▶ [Prompt] Reproduce the rows below from the line with "Flashcard task. Put a dot on each instance of the black" up to and including the last line of the rows, requests included. Add 114 to every x and y coordinate in the answers.

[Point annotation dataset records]
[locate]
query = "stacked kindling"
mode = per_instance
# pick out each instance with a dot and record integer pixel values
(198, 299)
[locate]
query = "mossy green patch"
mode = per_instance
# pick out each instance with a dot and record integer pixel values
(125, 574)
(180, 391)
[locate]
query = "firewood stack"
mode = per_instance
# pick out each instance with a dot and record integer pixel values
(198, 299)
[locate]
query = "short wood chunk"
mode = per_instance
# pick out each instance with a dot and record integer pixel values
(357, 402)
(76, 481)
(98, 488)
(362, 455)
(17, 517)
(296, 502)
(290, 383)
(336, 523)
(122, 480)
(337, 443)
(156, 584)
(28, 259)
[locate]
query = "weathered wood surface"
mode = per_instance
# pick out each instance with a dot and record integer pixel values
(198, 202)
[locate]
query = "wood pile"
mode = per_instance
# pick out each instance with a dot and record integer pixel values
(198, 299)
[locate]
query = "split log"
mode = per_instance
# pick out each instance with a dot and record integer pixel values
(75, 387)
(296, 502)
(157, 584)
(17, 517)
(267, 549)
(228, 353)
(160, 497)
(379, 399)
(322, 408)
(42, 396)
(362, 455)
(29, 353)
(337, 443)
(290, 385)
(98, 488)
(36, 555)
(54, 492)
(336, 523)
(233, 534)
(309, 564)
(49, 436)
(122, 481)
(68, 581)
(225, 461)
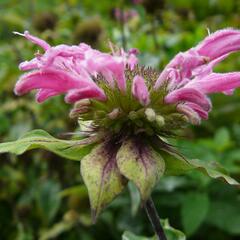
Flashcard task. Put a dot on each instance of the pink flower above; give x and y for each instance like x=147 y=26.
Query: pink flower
x=189 y=75
x=81 y=72
x=72 y=70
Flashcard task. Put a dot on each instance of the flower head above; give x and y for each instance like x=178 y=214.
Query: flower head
x=130 y=107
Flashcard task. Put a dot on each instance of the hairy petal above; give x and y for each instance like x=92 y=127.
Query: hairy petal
x=140 y=90
x=216 y=82
x=220 y=43
x=44 y=94
x=188 y=95
x=88 y=92
x=51 y=79
x=35 y=40
x=201 y=112
x=191 y=114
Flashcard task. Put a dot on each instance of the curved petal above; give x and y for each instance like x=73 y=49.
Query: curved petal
x=220 y=43
x=44 y=94
x=216 y=82
x=59 y=81
x=192 y=115
x=140 y=90
x=201 y=112
x=35 y=40
x=188 y=95
x=88 y=92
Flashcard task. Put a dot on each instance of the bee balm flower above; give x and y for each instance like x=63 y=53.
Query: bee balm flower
x=130 y=107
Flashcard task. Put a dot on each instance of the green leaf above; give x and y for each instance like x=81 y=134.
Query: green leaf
x=48 y=199
x=130 y=236
x=175 y=165
x=171 y=233
x=102 y=177
x=140 y=164
x=194 y=210
x=41 y=139
x=222 y=139
x=225 y=215
x=135 y=198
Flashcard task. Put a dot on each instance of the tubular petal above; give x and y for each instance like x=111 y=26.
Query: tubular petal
x=88 y=92
x=56 y=80
x=188 y=95
x=140 y=90
x=220 y=43
x=216 y=82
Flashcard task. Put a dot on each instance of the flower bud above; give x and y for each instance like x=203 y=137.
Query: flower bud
x=114 y=113
x=160 y=120
x=150 y=114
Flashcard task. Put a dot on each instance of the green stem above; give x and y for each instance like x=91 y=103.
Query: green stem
x=154 y=219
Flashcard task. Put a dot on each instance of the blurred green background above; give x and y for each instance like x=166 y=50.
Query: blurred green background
x=41 y=194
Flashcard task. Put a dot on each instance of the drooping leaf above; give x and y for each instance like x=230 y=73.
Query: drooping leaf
x=40 y=139
x=47 y=199
x=175 y=165
x=101 y=176
x=194 y=210
x=140 y=164
x=130 y=236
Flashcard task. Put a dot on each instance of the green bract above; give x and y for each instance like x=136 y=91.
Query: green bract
x=108 y=165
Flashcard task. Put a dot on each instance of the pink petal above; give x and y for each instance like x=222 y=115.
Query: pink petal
x=56 y=80
x=140 y=90
x=201 y=112
x=220 y=43
x=216 y=82
x=183 y=63
x=35 y=40
x=193 y=116
x=188 y=95
x=44 y=94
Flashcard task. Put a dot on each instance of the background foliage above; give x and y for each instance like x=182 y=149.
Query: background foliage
x=41 y=194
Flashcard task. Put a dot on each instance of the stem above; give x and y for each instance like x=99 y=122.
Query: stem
x=154 y=34
x=154 y=219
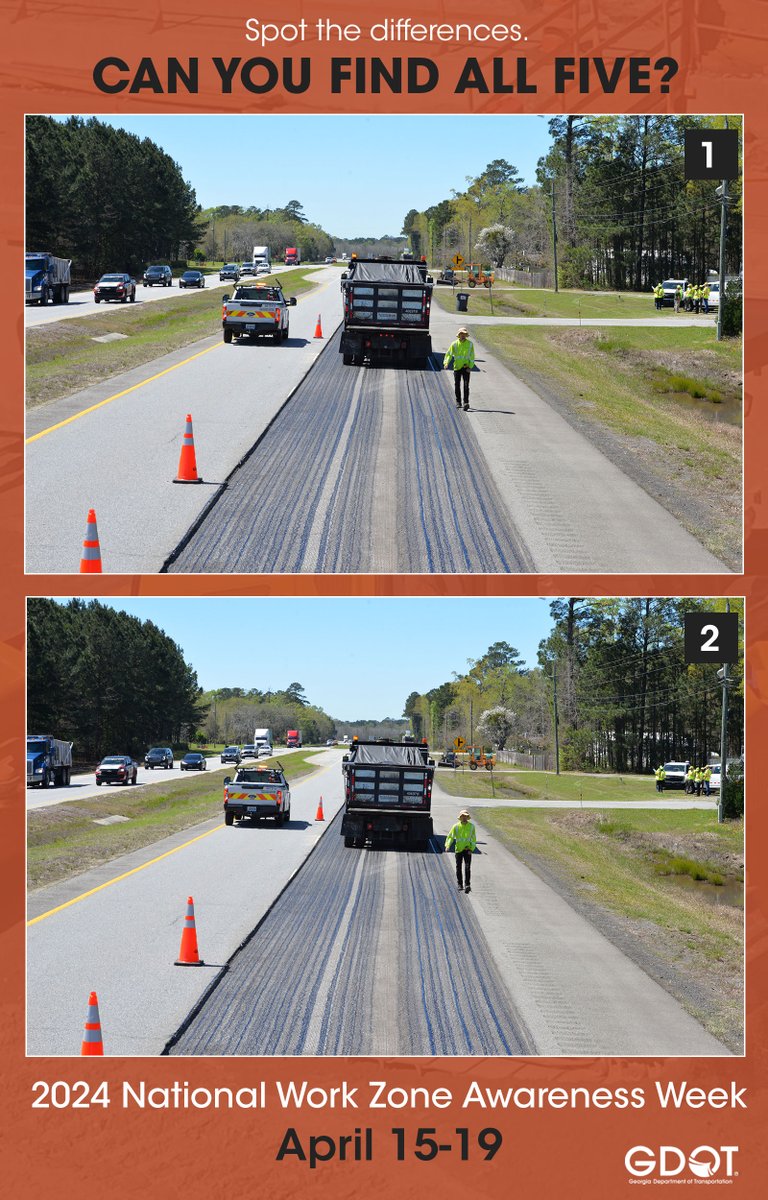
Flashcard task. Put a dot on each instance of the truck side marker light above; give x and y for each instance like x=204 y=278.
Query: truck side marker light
x=187 y=462
x=90 y=559
x=189 y=955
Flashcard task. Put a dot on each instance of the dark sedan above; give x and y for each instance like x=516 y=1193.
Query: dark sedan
x=193 y=762
x=192 y=280
x=115 y=287
x=118 y=768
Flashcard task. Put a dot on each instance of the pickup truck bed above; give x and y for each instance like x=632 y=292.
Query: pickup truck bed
x=256 y=311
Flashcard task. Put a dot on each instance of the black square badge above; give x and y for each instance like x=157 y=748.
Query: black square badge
x=712 y=636
x=712 y=154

▶ [Response below]
Flashcard task. Put a dot on each instance of the black square badge above; give x and y for each instance like x=157 y=748.
Query: black square badge
x=826 y=750
x=826 y=268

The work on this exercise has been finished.